# Solved: Wireless Connection - Limited connectivity - Vista



## Steph_Relle (Jul 9, 2007)

Hey,

I have a _slight_ problem with my wireless connection.

I get a signal but it says limited connectivity, the light that indicates the wireless is active ( on the router) is on strongly - no flickering and whatnot-.

but i can't access the internet wireless-ly.

= (

any suggestions.

Oh and i have tried all the workarounds suggested on the microsoft site.

Ta

Steph


----------



## TerryNet (Mar 23, 2005)

If your network is secured, try disabling encryption on the router until you get a successful connection.

Start, Run, CMD, OK to open a command prompt:

Type the following command:

*IPCONFIG /ALL*

Right click in the command window and choose *Select All*, then hit *Enter*.
Paste the results in a message here.

If necessary use a text file and removable media to copy the results to a computer with internet access.


----------



## Steph_Relle (Jul 9, 2007)

Windows IP Configuration

Host Name . . . . . . . . . . . . : Steph
Primary Dns Suffix . . . . . . . :
Node Type . . . . . . . . . . . . : Hybrid
IP Routing Enabled. . . . . . . . : No
WINS Proxy Enabled. . . . . . . . : No
DNS Suffix Search List. . . . . . : BigPond

Ethernet adapter Local Area Connection 2:

Connection-specific DNS Suffix . : BigPond
Description . . . . . . . . . . . : Speedstream Ethernet USB Adapter
Physical Address. . . . . . . . . : 00-13-A3-DA-C5-6F
DHCP Enabled. . . . . . . . . . . : Yes
Autoconfiguration Enabled . . . . : Yes
Link-local IPv6 Address . . . . . : fe80::e50d:ee93:9d10:86c5%11(Preferred)
IPv4 Address. . . . . . . . . . . : 10.0.0.7(Preferred)

════════════════

PROBLEM TO SOLVE = In the forum thread above, list every field reported under "Ethernet adapter Local Area Connection 2" together with the value shown for it.

DATA LINES =

════════════════

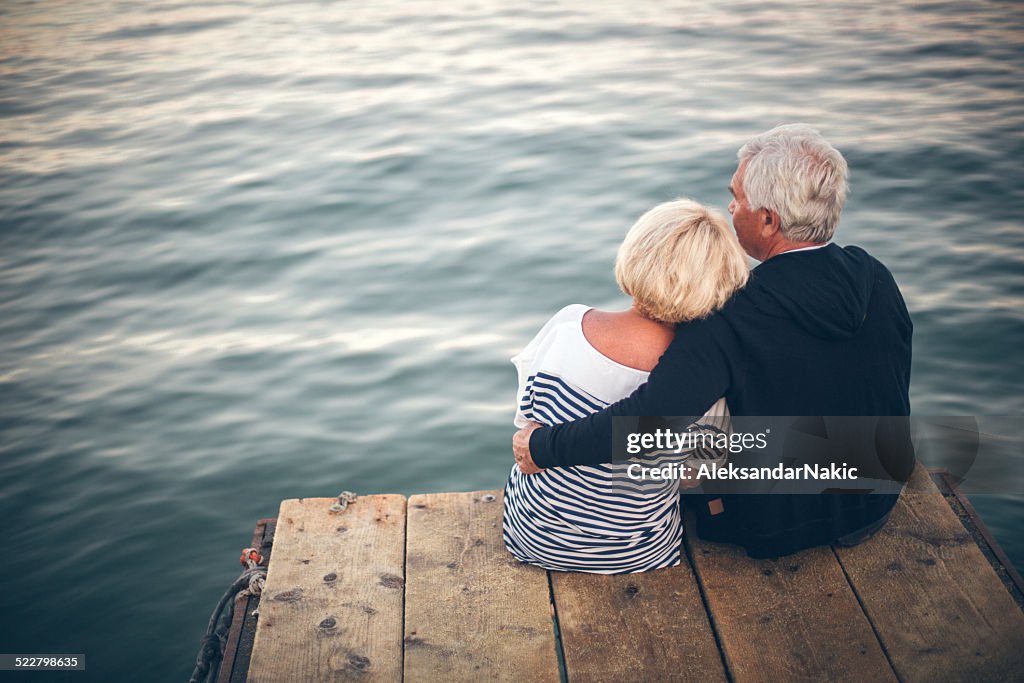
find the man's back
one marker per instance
(822, 332)
(816, 333)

════════════════

WRITTEN SOLUTION =
- Connection-specific DNS Suffix: BigPond
- Description: Speedstream Ethernet USB Adapter
- Physical Address: 00-13-A3-DA-C5-6F
- DHCP Enabled: Yes
- Autoconfiguration Enabled: Yes
- Link-local IPv6 Address: fe80::e50d:ee93:9d10:86c5%11(Preferred)
- IPv4 Address: 10.0.0.7(Preferred)